* **WORK TASK**:
The answer must be an exact copy of every record below.

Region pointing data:
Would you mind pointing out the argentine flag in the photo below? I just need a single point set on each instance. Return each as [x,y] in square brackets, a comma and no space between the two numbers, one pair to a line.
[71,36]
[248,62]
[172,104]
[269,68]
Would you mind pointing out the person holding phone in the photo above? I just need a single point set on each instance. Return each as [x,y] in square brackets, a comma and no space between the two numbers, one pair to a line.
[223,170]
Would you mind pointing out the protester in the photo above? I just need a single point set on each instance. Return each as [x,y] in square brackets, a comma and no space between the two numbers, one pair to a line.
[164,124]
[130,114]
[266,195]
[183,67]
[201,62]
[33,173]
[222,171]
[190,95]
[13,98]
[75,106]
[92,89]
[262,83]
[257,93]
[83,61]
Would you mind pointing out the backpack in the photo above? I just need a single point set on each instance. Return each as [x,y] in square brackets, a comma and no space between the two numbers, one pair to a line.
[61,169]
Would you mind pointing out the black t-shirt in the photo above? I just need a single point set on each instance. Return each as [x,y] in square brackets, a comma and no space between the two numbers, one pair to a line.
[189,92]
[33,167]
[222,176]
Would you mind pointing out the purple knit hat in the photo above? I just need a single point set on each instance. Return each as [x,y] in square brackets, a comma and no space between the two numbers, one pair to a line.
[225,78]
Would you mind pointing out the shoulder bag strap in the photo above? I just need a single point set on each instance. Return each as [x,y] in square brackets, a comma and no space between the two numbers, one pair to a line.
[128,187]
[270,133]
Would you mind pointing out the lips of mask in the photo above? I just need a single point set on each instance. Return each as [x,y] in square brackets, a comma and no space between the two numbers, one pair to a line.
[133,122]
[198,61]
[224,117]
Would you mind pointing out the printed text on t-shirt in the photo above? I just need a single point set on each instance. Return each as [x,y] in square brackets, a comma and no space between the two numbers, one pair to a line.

* **WRITTEN RESPONSE**:
Would you mind pointing out the argentine flag in the photo below? I just need a single point set on each instance. Return each as [x,y] in square brackets, a comma and no space between the two numbers, one pair to a line.
[71,36]
[248,62]
[172,104]
[269,68]
Would you mind pointing out the person holding phone in the photo above? I just need a single point set on each instance. Return each as [x,y] in square brackets, a comma and no space between the two numbers, one pair to a line.
[223,170]
Would you mind pointing out the protester in the photo above? I just need a single point set on each instance. Return each as [x,y] in square brackets, a comma and no space between the two numbers, one pair to a line.
[164,124]
[130,114]
[266,195]
[183,67]
[201,62]
[33,173]
[222,171]
[190,95]
[13,98]
[75,106]
[92,89]
[262,83]
[257,93]
[83,61]
Would you mind pointing out the backpack in the photo above? I just need a single point set on each instance. Return each as [x,y] in square brackets, a comma and no space between the two numbers, one pair to a line.
[61,169]
Would you mind pointing out the black t-shirt in the photo above? I just need a single point set on each instance. Return each as [x,y] in square brackets, a comma and no space between the two numbers, one pair to a line.
[189,92]
[33,167]
[222,176]
Would you mind pointing out the purple knit hat in the photo above? I just need a single point set on each instance. Return each as [x,y] in square brackets, a comma and no space between the two numbers, one pair to a line.
[225,78]
Would you mind pointing out the shoulder bag strap in the photo above? I just need a single point set on each instance. Return each as [x,y] in square brackets, a comma and no space between the two numbers, one pair to a line.
[128,187]
[270,133]
Would you mind pointing out the lips of mask in the photo above? I just need a single point set on each instance. Return each as [x,y] in square brackets, a comma and no space between the two numbers, one pair to a line.
[133,122]
[198,61]
[224,117]
Would you mind pointing out the printed text on t-shirt in the photo above? I just need a single point set on each instance. Return each as [x,y] in square brackets, a comma and no space between the two numbers, one pair to a line.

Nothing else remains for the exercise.